**PASSAGE:**
On Feb 25, 2010, at 10:09 AM, Shane Alcock wrote:
The questions I have: Is that initial statement correct? Is there anyone out there who is using (or knows anyone who is using) a stateful firewall in such a fashion?
It's utter nonsense, of course, as you rightly suspect.
;>
No SP in his right mind does this; you mainly see this sort of thing in legacy mobile data networks, where the folks building the networks didn't have a lot of TCP/IP experience at the time and were (understandably) bamboozled by the firewall-as-silver-bullet snake-oil. Many of these mobile networks, as they're becoming full-fledged wireless broadband providers, are ripping out these stateful DDoS chokepoints as they re-engineer their networks utilizing BCPs.
Marketing claims aside, firewalls do not provide any protection against DDoS; they actually are far more susceptible to DDoS themselves than are end-hosts, and they go down all the time under even low-scale DDoS attacks. Firewalls should not be wedged into the middle of SP networks, nor should they be placed in front of servers. They do make sense in front of workstations on end-customer access LANs, but that's about it.

**INSTRUCTIONS:**
- A) Please duplicate the part of the firewall message that opens with the words containing "It's utter nonsense, of" and closes with "networks utilizing BCPs.".
- B) In the firewall message, where does the writer say firewalls do make sense?

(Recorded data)
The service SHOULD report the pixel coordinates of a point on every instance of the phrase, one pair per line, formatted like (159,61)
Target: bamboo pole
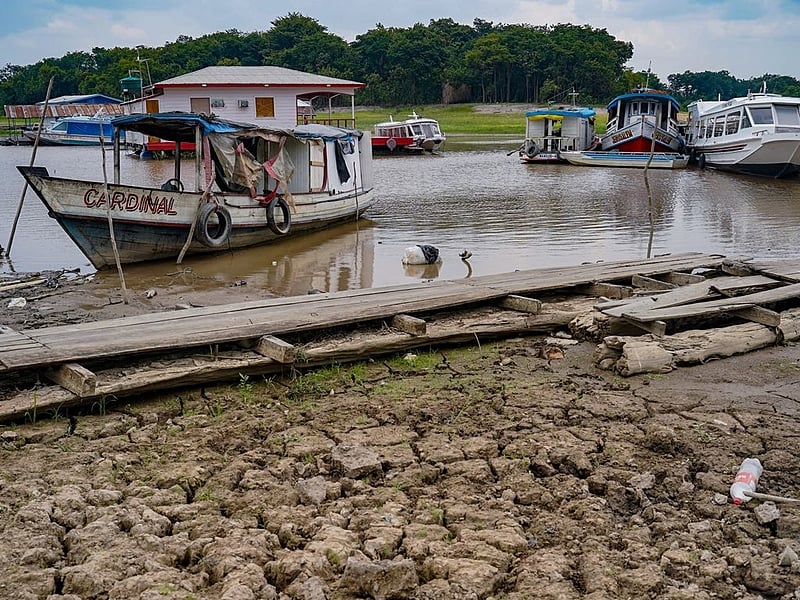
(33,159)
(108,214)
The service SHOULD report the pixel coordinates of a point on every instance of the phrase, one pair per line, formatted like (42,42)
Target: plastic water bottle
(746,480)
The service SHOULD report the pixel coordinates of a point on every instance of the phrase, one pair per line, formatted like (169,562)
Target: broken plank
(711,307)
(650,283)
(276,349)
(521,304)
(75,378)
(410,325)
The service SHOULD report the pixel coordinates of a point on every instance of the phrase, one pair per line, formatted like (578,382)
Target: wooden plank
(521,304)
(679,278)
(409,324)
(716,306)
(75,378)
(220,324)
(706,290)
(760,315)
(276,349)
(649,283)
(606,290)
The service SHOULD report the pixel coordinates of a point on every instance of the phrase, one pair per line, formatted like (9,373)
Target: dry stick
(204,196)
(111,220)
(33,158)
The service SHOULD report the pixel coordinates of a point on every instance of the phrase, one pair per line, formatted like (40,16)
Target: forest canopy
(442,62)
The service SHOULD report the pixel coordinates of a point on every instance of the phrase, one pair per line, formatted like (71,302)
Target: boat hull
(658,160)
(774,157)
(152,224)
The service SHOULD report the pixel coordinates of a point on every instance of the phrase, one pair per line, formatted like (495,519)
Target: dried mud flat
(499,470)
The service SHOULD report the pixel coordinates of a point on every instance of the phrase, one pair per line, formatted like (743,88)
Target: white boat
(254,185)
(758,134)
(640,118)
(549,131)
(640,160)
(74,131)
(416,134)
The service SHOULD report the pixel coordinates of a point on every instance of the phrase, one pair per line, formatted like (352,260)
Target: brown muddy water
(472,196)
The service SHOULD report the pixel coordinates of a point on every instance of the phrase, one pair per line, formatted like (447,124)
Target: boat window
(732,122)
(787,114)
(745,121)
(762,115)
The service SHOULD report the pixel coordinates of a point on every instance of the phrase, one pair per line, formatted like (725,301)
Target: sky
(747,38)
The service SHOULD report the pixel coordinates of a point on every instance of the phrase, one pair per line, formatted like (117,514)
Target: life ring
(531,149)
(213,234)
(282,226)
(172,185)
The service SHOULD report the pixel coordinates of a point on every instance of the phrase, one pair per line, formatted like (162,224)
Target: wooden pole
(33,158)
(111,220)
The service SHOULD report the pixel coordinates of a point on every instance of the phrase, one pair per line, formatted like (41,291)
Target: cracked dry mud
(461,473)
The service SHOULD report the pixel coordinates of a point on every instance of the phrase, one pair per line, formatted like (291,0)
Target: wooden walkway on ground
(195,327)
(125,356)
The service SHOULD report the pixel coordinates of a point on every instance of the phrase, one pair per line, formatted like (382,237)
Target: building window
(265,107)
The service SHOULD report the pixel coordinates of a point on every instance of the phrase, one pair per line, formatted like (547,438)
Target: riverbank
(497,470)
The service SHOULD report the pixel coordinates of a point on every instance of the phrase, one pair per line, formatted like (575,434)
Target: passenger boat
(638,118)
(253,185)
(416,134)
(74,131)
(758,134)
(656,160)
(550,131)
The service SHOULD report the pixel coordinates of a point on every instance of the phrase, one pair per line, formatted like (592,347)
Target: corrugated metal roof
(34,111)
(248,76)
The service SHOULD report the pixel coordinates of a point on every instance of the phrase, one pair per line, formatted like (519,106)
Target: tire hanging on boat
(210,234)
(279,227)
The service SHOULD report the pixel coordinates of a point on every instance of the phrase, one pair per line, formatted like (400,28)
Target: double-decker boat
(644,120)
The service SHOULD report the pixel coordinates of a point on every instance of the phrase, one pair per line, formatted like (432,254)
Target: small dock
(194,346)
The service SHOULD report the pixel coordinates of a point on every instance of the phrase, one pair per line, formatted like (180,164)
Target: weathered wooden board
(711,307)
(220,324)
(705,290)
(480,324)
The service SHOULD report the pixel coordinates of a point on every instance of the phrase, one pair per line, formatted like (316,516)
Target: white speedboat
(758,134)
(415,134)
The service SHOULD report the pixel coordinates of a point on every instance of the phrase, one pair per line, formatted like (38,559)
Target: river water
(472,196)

---

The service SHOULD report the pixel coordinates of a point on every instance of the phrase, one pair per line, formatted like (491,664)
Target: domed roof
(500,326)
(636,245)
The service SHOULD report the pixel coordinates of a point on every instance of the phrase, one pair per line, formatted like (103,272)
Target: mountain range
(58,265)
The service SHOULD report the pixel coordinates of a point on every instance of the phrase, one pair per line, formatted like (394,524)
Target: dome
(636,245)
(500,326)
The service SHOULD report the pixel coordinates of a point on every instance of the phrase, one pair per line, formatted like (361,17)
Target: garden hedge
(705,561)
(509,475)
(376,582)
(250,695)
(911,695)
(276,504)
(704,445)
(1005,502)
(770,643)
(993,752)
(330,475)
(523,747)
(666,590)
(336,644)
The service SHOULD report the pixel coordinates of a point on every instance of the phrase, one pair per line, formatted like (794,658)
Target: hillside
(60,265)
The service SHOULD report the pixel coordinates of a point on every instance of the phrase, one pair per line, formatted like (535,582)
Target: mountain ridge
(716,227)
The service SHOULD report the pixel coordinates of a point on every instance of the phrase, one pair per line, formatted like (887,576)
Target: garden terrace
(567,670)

...

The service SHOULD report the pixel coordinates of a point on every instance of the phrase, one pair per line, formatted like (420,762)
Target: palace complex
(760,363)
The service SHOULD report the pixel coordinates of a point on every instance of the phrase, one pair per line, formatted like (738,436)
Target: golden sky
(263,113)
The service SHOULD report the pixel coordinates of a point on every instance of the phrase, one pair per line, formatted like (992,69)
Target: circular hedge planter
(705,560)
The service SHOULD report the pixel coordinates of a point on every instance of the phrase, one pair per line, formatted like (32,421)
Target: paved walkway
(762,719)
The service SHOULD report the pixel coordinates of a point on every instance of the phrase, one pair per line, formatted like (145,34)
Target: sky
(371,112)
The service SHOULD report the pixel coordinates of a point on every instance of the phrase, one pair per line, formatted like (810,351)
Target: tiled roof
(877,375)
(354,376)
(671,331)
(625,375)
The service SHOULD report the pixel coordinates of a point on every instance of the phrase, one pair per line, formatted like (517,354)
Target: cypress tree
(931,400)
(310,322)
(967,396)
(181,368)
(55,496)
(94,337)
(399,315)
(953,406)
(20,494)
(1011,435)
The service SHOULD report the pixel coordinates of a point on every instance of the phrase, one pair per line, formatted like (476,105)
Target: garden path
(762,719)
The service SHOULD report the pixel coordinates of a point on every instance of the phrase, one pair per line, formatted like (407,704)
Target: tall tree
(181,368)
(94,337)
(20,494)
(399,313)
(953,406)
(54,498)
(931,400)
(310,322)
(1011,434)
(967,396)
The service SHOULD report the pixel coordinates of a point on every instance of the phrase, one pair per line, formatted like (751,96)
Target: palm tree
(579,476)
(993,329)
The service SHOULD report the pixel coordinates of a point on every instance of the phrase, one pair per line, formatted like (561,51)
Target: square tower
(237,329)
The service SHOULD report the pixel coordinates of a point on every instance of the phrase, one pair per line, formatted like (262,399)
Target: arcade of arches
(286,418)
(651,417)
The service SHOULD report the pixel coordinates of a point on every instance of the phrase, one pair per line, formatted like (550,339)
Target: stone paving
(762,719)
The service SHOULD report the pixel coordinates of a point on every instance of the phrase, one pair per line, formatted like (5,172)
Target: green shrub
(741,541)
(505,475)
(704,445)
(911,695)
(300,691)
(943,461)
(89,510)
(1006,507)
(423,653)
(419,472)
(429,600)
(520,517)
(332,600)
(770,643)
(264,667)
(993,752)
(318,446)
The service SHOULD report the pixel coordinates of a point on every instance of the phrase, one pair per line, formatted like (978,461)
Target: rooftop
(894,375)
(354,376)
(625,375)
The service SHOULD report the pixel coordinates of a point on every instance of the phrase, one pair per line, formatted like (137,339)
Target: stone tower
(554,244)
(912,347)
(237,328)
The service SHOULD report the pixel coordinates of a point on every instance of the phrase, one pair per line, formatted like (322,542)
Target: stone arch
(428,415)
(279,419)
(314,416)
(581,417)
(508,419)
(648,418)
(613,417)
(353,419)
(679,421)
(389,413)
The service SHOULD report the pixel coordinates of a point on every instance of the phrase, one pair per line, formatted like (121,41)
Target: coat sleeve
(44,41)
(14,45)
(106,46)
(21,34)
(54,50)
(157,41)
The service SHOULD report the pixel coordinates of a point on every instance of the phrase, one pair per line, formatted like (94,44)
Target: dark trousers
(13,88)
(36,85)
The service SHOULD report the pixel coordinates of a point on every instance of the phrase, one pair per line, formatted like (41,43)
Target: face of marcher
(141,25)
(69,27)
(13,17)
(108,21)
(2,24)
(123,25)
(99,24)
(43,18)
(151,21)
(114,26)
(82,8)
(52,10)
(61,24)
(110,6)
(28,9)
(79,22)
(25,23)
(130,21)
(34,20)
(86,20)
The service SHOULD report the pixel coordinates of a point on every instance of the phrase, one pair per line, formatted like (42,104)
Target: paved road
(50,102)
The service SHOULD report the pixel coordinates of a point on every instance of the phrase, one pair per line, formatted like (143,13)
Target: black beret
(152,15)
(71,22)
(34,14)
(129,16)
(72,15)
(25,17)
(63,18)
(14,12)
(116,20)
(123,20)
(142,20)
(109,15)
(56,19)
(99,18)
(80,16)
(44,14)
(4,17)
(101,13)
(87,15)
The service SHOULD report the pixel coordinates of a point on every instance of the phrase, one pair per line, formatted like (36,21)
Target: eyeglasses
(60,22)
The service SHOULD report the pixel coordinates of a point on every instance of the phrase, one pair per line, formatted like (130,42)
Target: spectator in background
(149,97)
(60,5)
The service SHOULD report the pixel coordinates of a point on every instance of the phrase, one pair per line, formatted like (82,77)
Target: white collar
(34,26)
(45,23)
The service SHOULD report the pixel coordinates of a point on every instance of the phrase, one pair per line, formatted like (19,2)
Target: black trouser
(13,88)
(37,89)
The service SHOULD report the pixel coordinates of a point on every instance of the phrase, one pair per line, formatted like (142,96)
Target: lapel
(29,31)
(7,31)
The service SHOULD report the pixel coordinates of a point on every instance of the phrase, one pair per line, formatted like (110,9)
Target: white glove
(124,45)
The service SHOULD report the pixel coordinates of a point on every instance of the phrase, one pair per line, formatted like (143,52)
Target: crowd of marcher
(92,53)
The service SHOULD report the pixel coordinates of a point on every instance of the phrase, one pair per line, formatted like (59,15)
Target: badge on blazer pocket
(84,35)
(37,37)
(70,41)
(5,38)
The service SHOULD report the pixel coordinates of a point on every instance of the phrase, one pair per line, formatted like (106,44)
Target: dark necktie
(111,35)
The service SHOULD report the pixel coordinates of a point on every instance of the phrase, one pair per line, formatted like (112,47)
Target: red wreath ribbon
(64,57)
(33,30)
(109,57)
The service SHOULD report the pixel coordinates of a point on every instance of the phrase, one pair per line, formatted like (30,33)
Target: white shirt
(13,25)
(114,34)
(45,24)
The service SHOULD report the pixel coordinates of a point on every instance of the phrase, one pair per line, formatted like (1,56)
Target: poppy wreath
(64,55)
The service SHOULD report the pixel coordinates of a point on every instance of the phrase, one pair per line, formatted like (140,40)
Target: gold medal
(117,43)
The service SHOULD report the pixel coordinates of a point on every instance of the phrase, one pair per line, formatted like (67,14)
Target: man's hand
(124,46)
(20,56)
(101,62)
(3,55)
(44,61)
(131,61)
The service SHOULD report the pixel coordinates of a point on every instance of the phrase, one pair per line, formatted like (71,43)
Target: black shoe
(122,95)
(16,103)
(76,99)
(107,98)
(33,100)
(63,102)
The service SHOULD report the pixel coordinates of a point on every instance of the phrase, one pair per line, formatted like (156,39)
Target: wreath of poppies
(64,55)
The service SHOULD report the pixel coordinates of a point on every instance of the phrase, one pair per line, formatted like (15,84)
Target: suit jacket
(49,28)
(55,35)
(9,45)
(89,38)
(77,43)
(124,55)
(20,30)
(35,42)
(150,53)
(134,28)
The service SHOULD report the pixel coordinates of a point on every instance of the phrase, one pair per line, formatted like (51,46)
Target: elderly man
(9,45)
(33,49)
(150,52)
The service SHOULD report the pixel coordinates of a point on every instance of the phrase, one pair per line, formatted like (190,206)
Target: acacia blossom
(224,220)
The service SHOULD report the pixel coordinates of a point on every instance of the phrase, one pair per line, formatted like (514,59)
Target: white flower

**WORKED SOLUTIONS:**
- A)
It's utter nonsense, of course, as you rightly suspect.
;>
No SP in his right mind does this; you mainly see this sort of thing in legacy mobile data networks, where the folks building the networks didn't have a lot of TCP/IP experience at the time and were (understandably) bamboozled by the firewall-as-silver-bullet snake-oil. Many of these mobile networks, as they're becoming full-fledged wireless broadband providers, are ripping out these stateful DDoS chokepoints as they re-engineer their networks utilizing BCPs.

- B) In front of workstations on end-customer access LANs.